**** TEXT PROVIDED ****

My Experience with Goole Cloud Firestore in Datastore Mode

Google Cloud Datastore which has now been deprecated and instead Firestore has been brought GA. This has 2 flavors/modes supported. One is native and other one is Datastore mode.

For one of my batch application I was using Cloud SQL to store metadata and job informations by doing CRUD operations using Cloud Dataflow. But due to Cloud SQL being a regional service and in case of High Availability during disaster time, having cross region replication was not enough for my project. Instead the decision was to test out Firestore capability, to see if we can leverage the multi regional Cloud Firestore service to handle processing needs which was done by Cloud SQL.

Having to take a sudden decision to replace a SQL database with a NoSQL database would definitely cause some challenge as this was my first encounter with a NoSQL DB. So I wanted to test its features of supporting CRUD operations using Dataflow by doing a Proof-of-Concept to showcase my findings.

I went through google documentation on Cloud Firestore and took steps to launch one in my Google Cloud Project. The first page that I saw was to decide the mode (native vs datastore) to be selected.

So understanding the difference between those was very important as once I select a mode and launch the instance, I cannot revert back, nor I can have another instance of Firestore in the same project.

So lets see the difference between those 2 and in which situation its better to choose

From the above differences it was clear for me to choose Datastore mode, as I do not need a real time update features and offline data persistence as the application does not have a mobile/web interface.

Next option in the setup page was to select the region and without any doubt I selected us multi region as the application is US specific. But an important warning here is that selection of region is also permanent.

In the above picture you can see the warning and in thats it's mentioned something about App Engine. So it was clear that there was some dependency with the App Engine. To get a solid understanding on this I further investigated and found out that the Firestore in Datastore mode needs a default application to be running in App Engine. So when you setup Datastore automatically a default application will be deployed in App Engine, which does not actually effect any of the business nor there will be any cost.

The only problem here is that you should not disable the default application running in App Engine. But, you can deploy any additional application if you want to as a service in App Engine.

**** DATASET CONTENT ****

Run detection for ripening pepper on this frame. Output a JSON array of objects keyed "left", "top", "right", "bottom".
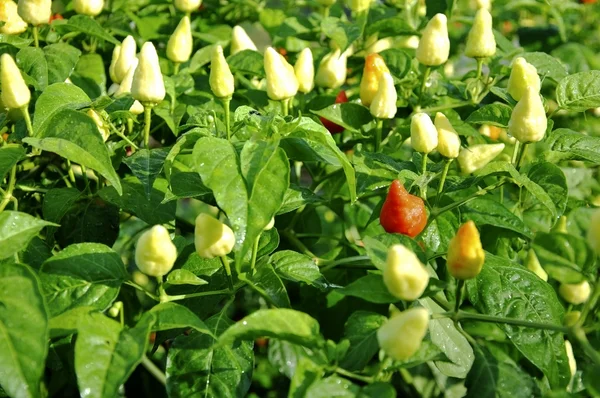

****

### BRIEF 1
Print the part of the Firestore write-up from "Next option in" up to and including "is also permanent.".
### BRIEF 2
Answer these questions from the Firestore write-up:
(a) Which service did the batch application use for metadata and job information before Firestore was tested?
(b) Which region was selected during setup?
(c) What must keep running in App Engine for Firestore in Datastore mode to work?
### BRIEF 3
Pick up the Firestore write-up from its last sentence and carry it on.
None of the data is needed for this work.

### EXERCISE ANSWER 1
Next option in the setup page was to select the region and without any doubt I selected us multi region as the application is US specific. But an important warning here is that selection of region is also permanent.

### EXERCISE ANSWER 2
(a) Cloud SQL
(b) US multi region
(c) A default application

### EXERCISE ANSWER 3
Don't get confused with the term application, service etc as these are App Engine jargons. To get a more clear idea, have a look at this page where I have documented my understanding.

Until the first entity is created, you still get a chance to switch the mode from datastore to native and vice versa

There can only be one Firestore instance (either native or datastore mode) in a GCP project, so even if you navigate to Firestore page or datastore page you would see as

Even if App engine service is enabled and a default application is deployed, there won't be any cost issues nor it would stop you from deploying a new application as a service to App Engine. But in case you plan to delete the App Engine, beware that it's not possible. You can disable the default application, but you cannot delete it. The only way it's possible is to delete the entire GCP project.

Go to App Engine settings and you would see the disable application option.

Designing Entities

Entities are like tables in SQL and Namespace are like schema which separates multiple application running under same GCP project to consumer the single Datastore instance. Each entity will have properties which are columns in case of SQL.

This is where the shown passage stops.